══ SELECTED EXCERPT ══

The Media of Mediumship
Encountering the Material Culture of Modern Occultism in Britain's Science, Technology, and Magic Collections
Encountering the Material Culture of Modern Occultism in Britain's Science, Technology, and Magic Collections

Touching the Past in Intangible Times

Professor Christine Ferguson, University of Stirling

Welcome to ‘The Media of Mediumship’, an AHRC-funded project produced by the University of Stirling and the Science Museum Group, in collaboration with Senate House Library.

Look closely at the picture below.

Quarter plate ‘Cameo’ camera manufactured by W. Butcher & Sons, London (made c. 1915–20).
Image courtesy of Science Museum Group, © The Board of Trustees of the Science Museum, London

What do you see? An old camera, once state-of-the-art, now obsolete. Heavy and cumbersome when contrasted with today’s camera phones, and certainly less immediately gratifying in its results. A solid and material anchor to an eclipsed technological past.

═══
══ ENTRIES PROVIDED ══

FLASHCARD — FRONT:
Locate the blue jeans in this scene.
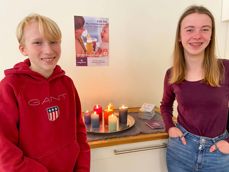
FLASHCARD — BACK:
[166,125,229,172]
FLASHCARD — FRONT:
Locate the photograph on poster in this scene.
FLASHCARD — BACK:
[74,16,109,66]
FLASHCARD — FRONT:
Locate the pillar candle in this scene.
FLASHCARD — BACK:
[93,104,103,121]
[103,105,114,125]
[84,110,91,125]
[91,112,100,128]
[108,114,118,132]
[119,105,128,124]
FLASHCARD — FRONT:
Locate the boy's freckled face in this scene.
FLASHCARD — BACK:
[19,22,61,75]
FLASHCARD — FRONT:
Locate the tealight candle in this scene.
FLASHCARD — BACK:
[119,105,128,124]
[108,114,118,132]
[103,104,114,125]
[84,110,91,125]
[93,104,103,121]
[91,112,99,128]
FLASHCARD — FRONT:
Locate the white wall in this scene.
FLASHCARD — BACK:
[0,0,227,110]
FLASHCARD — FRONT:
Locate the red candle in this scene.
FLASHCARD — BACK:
[103,104,114,125]
[93,105,103,121]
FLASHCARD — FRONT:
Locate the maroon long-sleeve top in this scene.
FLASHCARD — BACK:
[160,59,229,141]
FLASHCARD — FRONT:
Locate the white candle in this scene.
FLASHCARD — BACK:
[108,114,118,132]
[91,112,99,128]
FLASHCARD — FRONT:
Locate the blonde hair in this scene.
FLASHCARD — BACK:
[170,5,223,87]
[16,13,62,44]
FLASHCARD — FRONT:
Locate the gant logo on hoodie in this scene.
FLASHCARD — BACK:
[47,106,60,121]
[28,93,67,106]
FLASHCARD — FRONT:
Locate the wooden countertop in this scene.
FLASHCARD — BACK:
[89,107,168,149]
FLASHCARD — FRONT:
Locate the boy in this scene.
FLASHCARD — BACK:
[0,14,90,172]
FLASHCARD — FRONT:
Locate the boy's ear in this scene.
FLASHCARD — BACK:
[19,44,28,56]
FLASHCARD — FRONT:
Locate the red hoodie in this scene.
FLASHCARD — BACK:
[0,60,90,172]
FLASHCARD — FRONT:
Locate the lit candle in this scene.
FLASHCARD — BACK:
[108,114,118,132]
[103,104,114,125]
[119,105,128,124]
[91,112,99,128]
[84,110,91,125]
[93,104,103,121]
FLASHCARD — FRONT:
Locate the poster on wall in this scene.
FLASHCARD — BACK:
[74,16,109,66]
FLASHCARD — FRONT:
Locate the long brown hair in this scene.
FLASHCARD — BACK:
[170,5,222,87]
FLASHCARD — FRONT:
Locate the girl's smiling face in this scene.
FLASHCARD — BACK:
[180,13,212,56]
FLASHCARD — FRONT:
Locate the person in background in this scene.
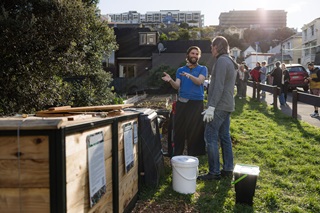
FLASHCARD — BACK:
[162,46,208,156]
[305,62,320,118]
[198,36,238,180]
[236,64,249,99]
[270,61,284,106]
[250,61,261,82]
[259,61,267,95]
[281,63,290,106]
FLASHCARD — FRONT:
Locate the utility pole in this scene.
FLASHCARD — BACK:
[255,41,259,62]
[281,43,283,63]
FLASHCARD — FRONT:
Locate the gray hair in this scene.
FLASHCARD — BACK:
[211,36,229,55]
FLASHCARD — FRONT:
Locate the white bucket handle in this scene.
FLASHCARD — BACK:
[172,166,199,181]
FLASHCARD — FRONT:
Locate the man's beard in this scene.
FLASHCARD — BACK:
[188,56,198,64]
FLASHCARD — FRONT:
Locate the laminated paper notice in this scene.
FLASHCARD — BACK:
[87,131,106,207]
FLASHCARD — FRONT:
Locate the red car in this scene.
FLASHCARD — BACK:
[286,64,309,91]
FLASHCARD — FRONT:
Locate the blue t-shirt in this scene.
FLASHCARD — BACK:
[176,65,208,100]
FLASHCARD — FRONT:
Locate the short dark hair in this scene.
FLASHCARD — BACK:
[187,46,201,55]
[211,36,229,55]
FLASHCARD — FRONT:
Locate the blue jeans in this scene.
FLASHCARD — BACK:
[204,110,233,175]
[279,92,286,105]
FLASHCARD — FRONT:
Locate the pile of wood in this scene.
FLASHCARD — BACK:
[36,104,134,120]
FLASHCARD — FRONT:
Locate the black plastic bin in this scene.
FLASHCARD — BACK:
[233,164,260,206]
[126,108,164,187]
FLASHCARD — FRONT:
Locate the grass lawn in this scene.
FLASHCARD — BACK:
[134,97,320,213]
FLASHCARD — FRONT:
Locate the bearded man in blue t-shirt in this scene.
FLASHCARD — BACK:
[162,46,208,156]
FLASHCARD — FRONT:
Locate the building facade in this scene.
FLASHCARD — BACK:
[219,9,287,31]
[108,10,204,27]
[301,18,320,66]
[281,32,302,64]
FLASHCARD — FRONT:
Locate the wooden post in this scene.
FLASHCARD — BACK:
[292,90,298,119]
[273,86,278,109]
[252,81,257,98]
[256,82,261,100]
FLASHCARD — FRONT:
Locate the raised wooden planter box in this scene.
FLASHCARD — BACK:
[0,112,139,213]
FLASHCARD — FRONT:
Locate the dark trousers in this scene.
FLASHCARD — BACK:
[174,100,206,156]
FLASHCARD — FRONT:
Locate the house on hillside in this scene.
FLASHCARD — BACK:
[301,18,320,66]
[152,40,214,71]
[104,27,213,94]
[281,32,302,64]
[107,27,159,93]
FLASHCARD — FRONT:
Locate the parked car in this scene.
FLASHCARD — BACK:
[286,64,309,91]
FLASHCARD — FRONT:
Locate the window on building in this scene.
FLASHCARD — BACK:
[310,25,314,36]
[139,33,157,45]
[119,64,136,78]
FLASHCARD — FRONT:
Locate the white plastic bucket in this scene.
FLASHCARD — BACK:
[171,155,199,194]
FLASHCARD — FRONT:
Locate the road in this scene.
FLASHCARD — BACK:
[247,86,320,127]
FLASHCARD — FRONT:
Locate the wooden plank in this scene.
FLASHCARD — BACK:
[21,188,49,213]
[0,117,63,130]
[37,104,134,113]
[0,188,20,213]
[0,188,50,213]
[0,135,49,159]
[0,160,49,188]
[66,124,112,157]
[48,106,71,111]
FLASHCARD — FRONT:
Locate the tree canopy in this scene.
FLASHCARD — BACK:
[0,0,117,114]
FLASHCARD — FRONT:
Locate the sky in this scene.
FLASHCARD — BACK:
[98,0,320,32]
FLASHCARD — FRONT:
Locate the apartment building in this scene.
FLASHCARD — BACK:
[108,10,204,27]
[219,9,287,31]
[281,32,302,64]
[301,18,320,66]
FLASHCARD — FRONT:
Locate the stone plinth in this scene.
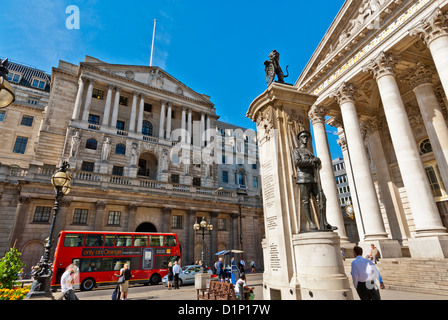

═══

--- EXERCISE REQUIREMENTS ---
Continue the introduction to "The Media of Mediumship" from where it ends. The listing comes from a different source than the text.

--- RESPONSE TO THIS TASK ---
Now look again. Imagine a young girl holding it in her hands on a beautiful but dull summer afternoon, near the tail end of a war that has gone on longer than anyone could have imagined. She is with her cousin. They decide to play a game (or do they?). The shutter opens, becomes a portal to another world. Radiant, vibrating figures of angelic loveliness—or kitschy cuteness— dance before it. Proof is acquired, but exactly quite of what, no one will be able to agree for quite some time. Indeed, for some, the question remains opens.

It is, of course, the ‘Cameo’ camera used by Elsie Wright and Frances Griffiths in the production of the famous ‘Cottingley Fairies’ photographs. Now held in the National Science and Media Museum in Bradford, the Cameo is one of the many technological instruments and everyday objects whose occultural histories of use our project aims to tell. How, it asks, were such seemingly mundane devices repurposed to seek or imagine contact with otherworldly entities and departed spirits? And what can learn about such uses by recreating them?

This project originated in the ‘Popular Occulture in Britain, 1875-1947‘ (POB) AHRC network that I led with my colleague Dr Andrew Radford between 2016-18. Inspired by Christopher Partridge’s declaration that ‘Occulture is Ordinary’,[i] our network showed how occult beliefs and unorthodox spiritual practices, far from being secret or hidden away, became integral to British popular culture in the period of our study.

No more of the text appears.